[Given records start]

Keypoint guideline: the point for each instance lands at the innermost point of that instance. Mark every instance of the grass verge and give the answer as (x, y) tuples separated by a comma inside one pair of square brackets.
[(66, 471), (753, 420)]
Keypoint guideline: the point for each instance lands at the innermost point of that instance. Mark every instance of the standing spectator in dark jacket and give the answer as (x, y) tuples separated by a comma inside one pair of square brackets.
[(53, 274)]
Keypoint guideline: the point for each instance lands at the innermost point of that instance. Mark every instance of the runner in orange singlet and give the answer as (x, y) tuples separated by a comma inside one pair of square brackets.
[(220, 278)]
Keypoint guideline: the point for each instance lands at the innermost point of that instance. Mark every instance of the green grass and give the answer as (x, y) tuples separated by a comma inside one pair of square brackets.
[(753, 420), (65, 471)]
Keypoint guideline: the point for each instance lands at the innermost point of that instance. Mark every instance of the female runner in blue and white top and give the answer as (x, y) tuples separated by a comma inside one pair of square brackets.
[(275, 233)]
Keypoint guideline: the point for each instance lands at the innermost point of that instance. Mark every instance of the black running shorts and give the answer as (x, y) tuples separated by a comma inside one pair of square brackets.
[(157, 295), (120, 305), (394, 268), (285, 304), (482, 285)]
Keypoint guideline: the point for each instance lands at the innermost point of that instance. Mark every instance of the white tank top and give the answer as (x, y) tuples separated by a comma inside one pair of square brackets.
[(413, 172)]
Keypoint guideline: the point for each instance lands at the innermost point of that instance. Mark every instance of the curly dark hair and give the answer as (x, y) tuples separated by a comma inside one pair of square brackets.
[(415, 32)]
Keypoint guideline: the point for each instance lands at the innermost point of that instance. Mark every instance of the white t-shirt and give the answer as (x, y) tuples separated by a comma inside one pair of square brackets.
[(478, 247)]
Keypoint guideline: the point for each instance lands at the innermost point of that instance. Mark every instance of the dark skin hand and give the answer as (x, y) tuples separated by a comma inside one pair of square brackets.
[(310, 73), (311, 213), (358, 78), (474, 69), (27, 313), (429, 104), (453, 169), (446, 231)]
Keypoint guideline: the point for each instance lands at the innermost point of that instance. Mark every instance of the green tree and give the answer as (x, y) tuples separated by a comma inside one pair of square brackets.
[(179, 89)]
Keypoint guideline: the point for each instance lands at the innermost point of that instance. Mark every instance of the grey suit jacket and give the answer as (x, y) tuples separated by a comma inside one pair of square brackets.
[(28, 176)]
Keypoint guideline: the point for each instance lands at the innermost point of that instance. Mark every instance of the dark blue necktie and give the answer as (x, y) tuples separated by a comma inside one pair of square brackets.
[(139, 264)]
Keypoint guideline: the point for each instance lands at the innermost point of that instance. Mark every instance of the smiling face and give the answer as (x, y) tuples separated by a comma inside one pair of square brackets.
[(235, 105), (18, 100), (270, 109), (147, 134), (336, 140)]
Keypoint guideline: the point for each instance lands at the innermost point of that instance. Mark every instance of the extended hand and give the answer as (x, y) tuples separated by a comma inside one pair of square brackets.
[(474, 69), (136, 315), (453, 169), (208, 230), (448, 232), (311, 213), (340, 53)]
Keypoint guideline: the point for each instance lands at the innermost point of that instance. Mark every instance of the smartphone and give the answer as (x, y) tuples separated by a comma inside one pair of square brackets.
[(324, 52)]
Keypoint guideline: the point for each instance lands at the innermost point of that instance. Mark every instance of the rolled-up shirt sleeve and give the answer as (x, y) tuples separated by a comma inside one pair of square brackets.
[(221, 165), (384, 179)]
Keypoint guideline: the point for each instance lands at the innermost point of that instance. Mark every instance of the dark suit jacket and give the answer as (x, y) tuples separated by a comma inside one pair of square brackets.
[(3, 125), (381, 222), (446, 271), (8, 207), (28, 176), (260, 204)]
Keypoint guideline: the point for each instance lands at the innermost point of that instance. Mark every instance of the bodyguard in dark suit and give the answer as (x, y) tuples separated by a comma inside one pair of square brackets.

[Given records end]

§ **Your goal**
Turn every line of the records above into a numbered list, one line per item, with blank lines omitted.

§ **Written solution**
1. Keypoint guideline: the point for each instance lands at the innermost point of that instance. Mark every instance of the grass verge and give the answer as (x, y) tuples separated by a comma inside one pair of square brackets.
2. [(66, 471), (753, 420)]
3. Keypoint guideline: the point for each instance lands at the innermost point of that instance. Mark every instance of the standing spectator in dark jacket and give the answer as (x, y) tuples separated by a comma inside one pair of square brackets.
4. [(53, 274)]
5. Keypoint guideline: the point for each instance lands at the innermost point of that instance. Mark every instance of the runner in orange singlet and give the answer as (x, y) tuples separated by a comma inside one pair of square brackets.
6. [(220, 278)]
7. Keypoint guideline: the point for each instance lands at the innermost point of that instance. Mark every instance of the green grass and give the answer as (x, y) tuples separated by a comma inside one pair of square brackets.
8. [(753, 420), (65, 471)]
9. Keypoint guideline: the point for each instance lands at the innermost point of that instance. Mark every instance of the female runner in blue and white top and give the answer as (x, y) tuples separated by a comma inside one pair of square brackets.
10. [(275, 233)]
11. Keypoint guideline: the point for each instance lands at the innermost point of that instance. Mark every instance of the black running shorts and give the answer as (x, y) tuples separated by a comma inside one pair of square brackets.
12. [(157, 295), (120, 305), (394, 268), (285, 304), (482, 285)]
13. Keypoint guideline: the point for each instance lands at the innermost point of that instance. Mark every instance of the white tank top and give the answer as (x, y) tuples separated by a comma inside one pair of square brackets.
14. [(413, 172)]
15. Keypoint guideline: the point for each instance lands at the innermost point of that instance. Mark every instance of the curly dark hair and give the answer as (x, y) tuples separated by a comma inside one pair of square brackets.
16. [(415, 32)]
17. Keypoint guideline: the point for each instance lands at the innermost point of that instance. Mark every instance of the white t-shirt and give the answer as (x, y) tuples separated by a comma inside one pair of square brackets.
18. [(478, 247)]
19. Keypoint guideline: the point for each instance lands at the innermost point of that instance. Mark every instance of the dark skin hand and give the answer as (x, y) tuples separated by a comma inside one pair of square brackets.
20. [(310, 73), (311, 213), (358, 78), (474, 69), (27, 313), (429, 104), (453, 169), (446, 231)]
21. Keypoint guideline: the point for each instance lands at the innermost point of that instance. Mark every instance of the green tree and give the answer as (x, y) tuples separated by a comma inside one pair of square brackets.
22. [(179, 89)]
23. Keypoint guideline: the point for each instance lands at the innermost point of that instance. Mark every instance of the grey suit jacket and give the answer as (x, y) tuples separated by a comma inside one pair of square brackets.
24. [(28, 176)]
25. Keypoint guideline: the point for each instance lands at the innermost point of that instance. Mark every instance of the dark blue necktie and give the answer as (x, y) tuples separated by a comma inside one pair of square brackets.
26. [(139, 264)]
27. Keypoint guideline: the point for each instance lands at the innermost point of that instance. Mark every instance of the smiling face and give the answer as (x, y) tuples separated by a comma inside one pair of square brackets.
28. [(235, 105), (18, 100), (270, 109), (147, 134), (336, 140)]
29. Keypoint guideline: the point for each instance lands at the innermost point of that instance. Mark every instance of the extended hand and give the answer as (x, y) tuples separated by a comma inside one pair of square brackets.
30. [(474, 69), (136, 315), (453, 169), (208, 230), (448, 232), (311, 213), (340, 53)]
31. Keypoint guideline: the point for each instance lands at the innermost point of that instance. Mark every instance of the smartphone and give the answer as (x, y) tuples separated by a comma inside one pair of square brackets.
32. [(324, 52)]
33. Keypoint guideline: the point for each instance lands at the innermost point of that instance. Mark every instance of the rolled-up shirt sleeve and give the answer as (x, y) tuples separated by a comma inside one pair of square brackets.
34. [(221, 165), (384, 179)]
35. Keypoint guideline: the point for each instance lands at the innermost point of that instance. Mark every instance of the dark suit jacket and give the answer as (x, y) tuples separated by a comma inside one pair of square brackets.
36. [(3, 125), (381, 222), (446, 271), (8, 207), (28, 176), (260, 204)]
37. Keypoint guideline: the point for each instance lands at the innermost point of that instance. Mark every instance of the bodyguard in dark suit and give the answer as (x, y) tuples separated by a comma inside one pair of square brackets.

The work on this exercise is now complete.